Twitch.tv es un edificio de bares japonés. Y un pasaporte europeo, y un Cromagnon con final feliz. Un viaje etnocéntrico hacia las comunidades del futuro.
Por Nahuel Karg
Twitch.tv, quizás la única red social tan despegada de la realidad, hoy.
Tan felizmente banal, tan intrascendente, tan antiargentina.
Y que comienza a vivir su apogeo como red –ese llenar de testigos la decadencia, ese que se enteren los padres y las estrellas de afuera; ese devenir en archivo vergonzante, ese volverse disco rígido abandonado.
Como en los interminables edificios japoneses, que acumulan en vertical diferentes comercios estimulantes, pequeños códigos internos para desperdigar la experiencia en micropúblicos, la estructura de Twitch.tv dispone a su izquierda de una columna de propuestas mínimas, íntimas, casi frías –un zapping de guía de televisión digital, una sucesión de puntos de vista–. Como en TikTok y los sitios que aspiran a futuro, aquí tampoco el algoritmo necesita de los datos de logueo para orientar al usuario y venderlo y manipularlo –ese baile de dos–. Con unos segundos adentro, desde cualquier navegador y dispositivo, ya se suceden las experiencias de transmisión y de control. Un algoritmo «a ciegas», de puro presente.
Y ahí, casi al instante, casi durante, casi después, están las experiencias.
Un adolescente de 16 años de zona sur terminando un vivo de 72 horas, sostenido psíquicamente por el héroe del trap argentino Duki, y por el streamer español Ibai –mientras casi festeja, apenas sostenido por una silla, sus padres al lado, unos meses antes de estallar en celebridad–. El arquero belga del Real Madrid discutiendo con un delantero argentino del Manchester City el asesinato de un español en un juego. Un grupo de cómicos argentinos, chilenos y mexicanos manteniendo partidas de Fall Guys una noche de sábado, mientras amigos célebres entran ebrios al Discord y se proponen plantear tendencias mundiales en Twitter. Dos jóvenes buscándole roña en un boliche de GTA a Fede Bal, persiguiéndolo con un auto digital por rutas artificiales, en lo más profundo de la cuarentena de junio, cuando las calles tiritaban vacías. Un campeón argentino de las batallas de gallos compitiendo en un torneo de poker mundial por tres millones de dólares –y transmitiendo con un diferido de seis a quince minutos, lo que le hace perder una improvisada visita del mainstream Kun Aguero–. Un grupo de jóvenes inaugurando una casa en Nordelta. Un grupo de jóvenes buscando al asesino entre ellos, en transmisiones paralelas de una misma partida de Among us, en lo que permite al usuario la experiencia de viajar entre puntos de vista en un policíal, y ver las mentiras y puntos ciegos entre ellos, desde afuera.

════════

CONSIGNAS ESCRITAS
- 1) Reescriba el fragmento del texto sobre Twitch.tv que comienza con las palabras «Por Nahuel Karg» y termina con «disco rígido abandonado.», reemplazando «decadencia» por «ruina».
- 2) Prosiga el texto sobre Twitch.tv a partir de su última oración.
Las líneas que aparecen a continuación son un material independiente del texto sobre Twitch.tv.

MATERIAL PROPORCIONADO
════════

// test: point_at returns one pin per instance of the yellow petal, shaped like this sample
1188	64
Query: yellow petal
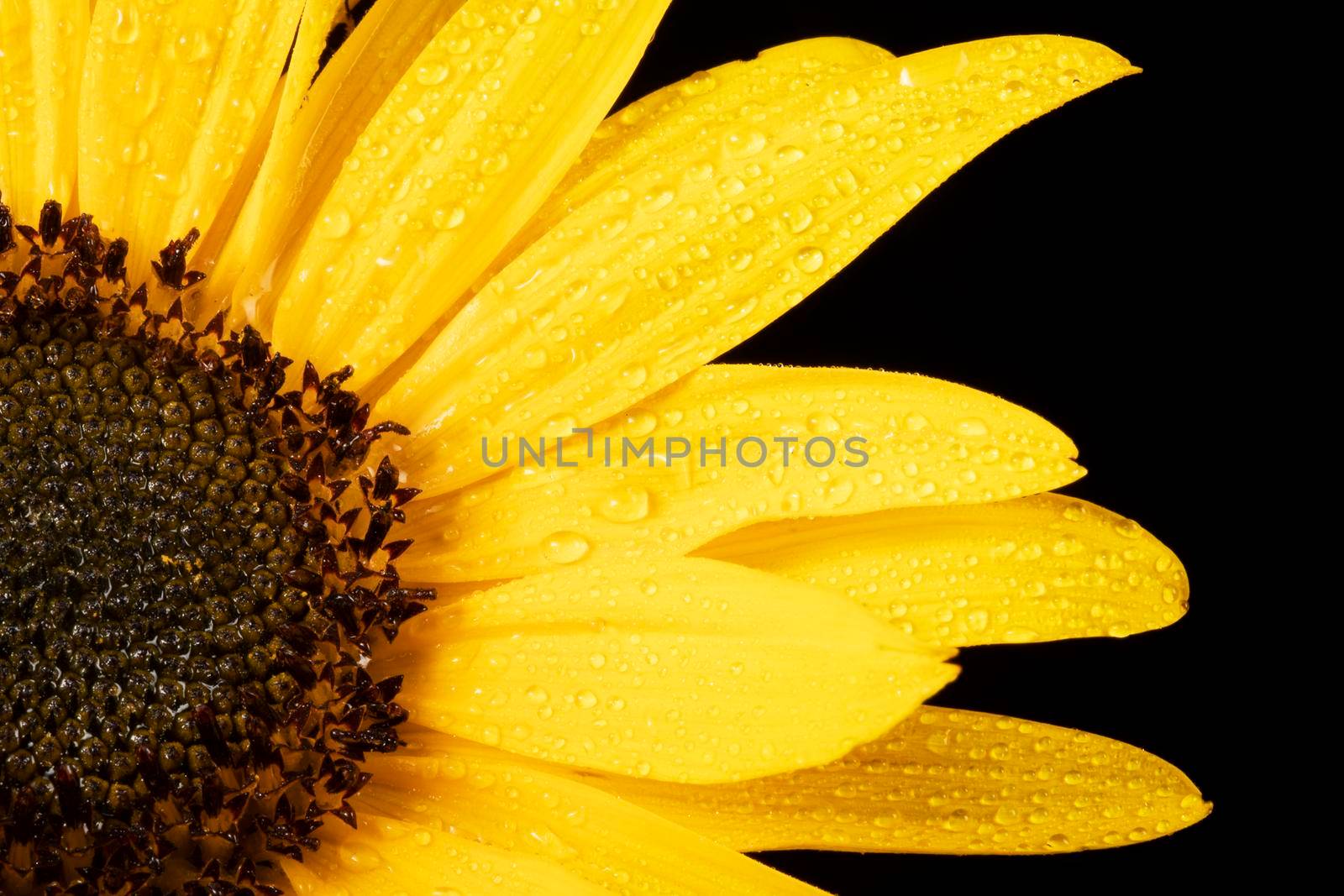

════════

LAS RESPUESTAS
- 1)
Por Nahuel Karg
Twitch.tv, quizás la única red social tan despegada de la realidad, hoy.
Tan felizmente banal, tan intrascendente, tan antiargentina.
Y que comienza a vivir su apogeo como red –ese llenar de testigos la ruina, ese que se enteren los padres y las estrellas de afuera; ese devenir en archivo vergonzante, ese volverse disco rígido abandonado.

- 2)
Un grupo de jóvenes viendo videos de compilaciones de ellos mismos en el pasado –uno, dos días atrás–.Un grupo de jóvenes viéndose reaccionar a una reacción anterior –y que después un editor contratado subirá a YouTube, logrando millones de reproducciones–. Todos percibiendo recopilaciones de la televisión creyendo ver el entierro de un Dios al que dicen desconocer. Otros viendo un programa de cocina en vivo. Otros reaccionando reacciones reaccionadas en el jardín de las reacciones que se reaccionan.
Uno pone mostrar más en la lista de transmisiones y el escenario sigue y sigue. Un club de cine pasa películas clásicas –Carnival of souls, The Florida Project–, el chat comenta. Un grupo de críticos de cine miran, allá Seven, más allá a Shyamalan. Un animador mexicano de Rick and Morty enseña blender. Un programador argentino transmite una conferencia online de diseño. En otro canal graban por Zoom de un podcast de filosofía y tecnología. En otro, tres argentinos y un venezolano importan su especial de comedia. Todos agradeciendo a quienes se suscriben. Todos agradeciendo bits. Todos en el ida y vuelta con el chat.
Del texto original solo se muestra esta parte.